++++ PAGE EXCERPT ++++

Forward and reverse communication
As described on the parallel communication algorithms page, the most common communication operations are first, forward communication which sends owned atom information from each processor to nearby processors to store with their ghost atoms. The need to do this communication arises when data from the owned atoms is updated (e.g. their positions) and this updated information needs to be copied to the corresponding ghost atoms.
And second, reverse communication, which sends ghost atom information from each processor to the owning processor to accumulate (sum) the values with the corresponding owned atoms. The need for this arises when data is computed and also stored with ghost atoms (e.g. forces when using a “half” neighbor list) and thus those terms need to be added to their corresponding atoms on the process where they are “owned” atoms. Please note, that with the newton off setting this does not happen and the neighbor lists are constructed so that these interactions are computed on both MPI processes containing one of the atoms and only the data pertaining to the local atom is stored.
The time-integration classes in LAMMPS invoke these operations each timestep via the forward_comm() and reverse_comm() methods in the Comm class. Which per-atom data is communicated depends on the currently used atom style and whether comm_modify vel setting is “no” (default) or “yes”.
Similarly, Pair style classes can invoke the forward_comm(this)
and reverse_comm(this) methods in the Comm class to perform the
same operations on per-atom data that is generated and stored within
the pair style class. Note that this function requires passing the
this pointer as the first argument to enable the Comm class to
call the “pack” and “unpack” functions discussed below. An example of
the use of these functions are many-body pair styles like the
embedded-atom method (EAM) which compute intermediate values in the
first part of the compute() function that need to be stored by both
owned and ghost atoms for the second part of the force computation.
The Comm class methods perform the MPI communication for buffers of
per-atom data. They “call back” to the Pair class, so it can pack
or unpack the buffer with data the Pair class owns. There are 4
such methods that the Pair class must define, assuming it uses both
forward and reverse communication:
The arguments to these methods include the buffer and a list of atoms
to pack or unpack. The Pair class also must set the comm_forward
and comm_reverse variables, which store the number of values stored
in the communication buffers for each operation. This means, if
desired, it can choose to store multiple per-atom values in the
buffer, and they will be communicated together to minimize
communication overhead. The communication buffers are defined vectors
double values. To correctly store integers that may be
64-bit (bigint, tagint, imageint) in the buffer, you need to use the
ubuf union construct.
The Fix, Compute, and Dump classes can also invoke the same kind of forward and reverse communication operations using the same Comm class methods. Likewise, the same pack/unpack methods and comm_forward/comm_reverse variables must be defined by the calling Fix, Compute, or Dump class.
For Fix classes, there is an optional second argument to the forward_comm() and reverse_comm() call which can be used when the fix performs multiple modes of communication, with different numbers of values per atom. The fix should set the comm_forward and comm_reverse variables to the maximum value, but can invoke the communication for a particular mode with a smaller value. For this to work, the pack_forward_comm(), etc methods typically use a class member variable to choose which values to pack/unpack into/from the buffer.

++++

INSTRUCTIONS:
1. Answer these from the excerpt on forward and reverse communication:
(a) What is the default value of the comm_modify vel setting?
(b) Which many-body pair style is named as an example that uses these functions?
(c) What construct is needed to correctly store 64-bit integers in the buffer?
2. Can you return, word for word, everything in the excerpt on forward and reverse communication from "Similarly, Pair style" down to "the force computation."?
The lines that come after this excerpt aren't needed for anything here.

++++ INFORMATION SUPPLIED ++++

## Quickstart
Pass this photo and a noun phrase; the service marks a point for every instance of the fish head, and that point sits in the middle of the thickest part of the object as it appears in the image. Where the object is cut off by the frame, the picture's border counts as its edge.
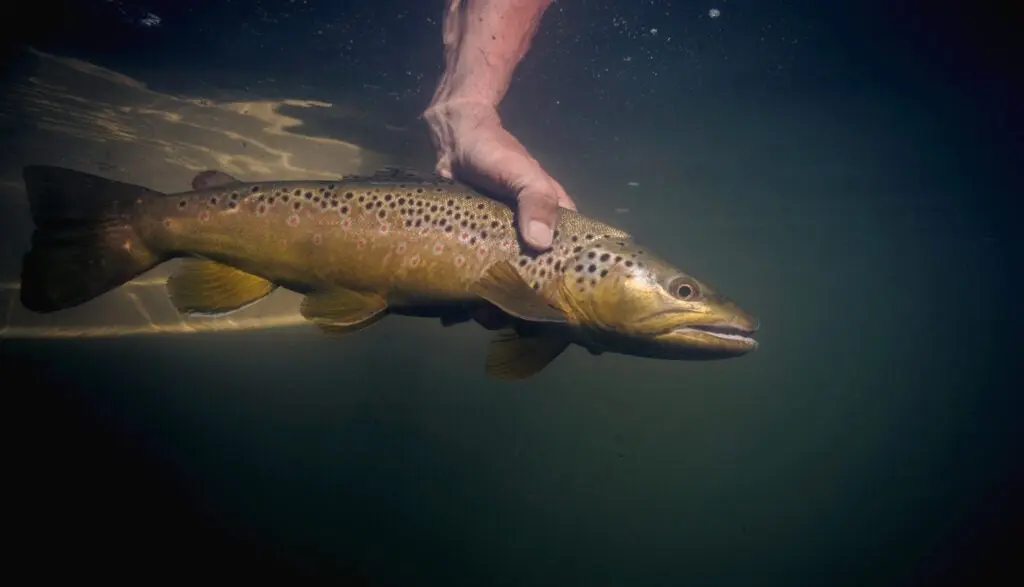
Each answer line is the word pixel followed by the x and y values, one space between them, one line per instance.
pixel 624 299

++++

EXPECTED RESULTS:
1.
(a) "no"
(b) The embedded-atom method (EAM)
(c) The ubuf union construct

2.
Similarly, Pair style classes can invoke the forward_comm(this)
and reverse_comm(this) methods in the Comm class to perform the
same operations on per-atom data that is generated and stored within
the pair style class. Note that this function requires passing the
this pointer as the first argument to enable the Comm class to
call the “pack” and “unpack” functions discussed below. An example of
the use of these functions are many-body pair styles like the
embedded-atom method (EAM) which compute intermediate values in the
first part of the compute() function that need to be stored by both
owned and ghost atoms for the second part of the force computation.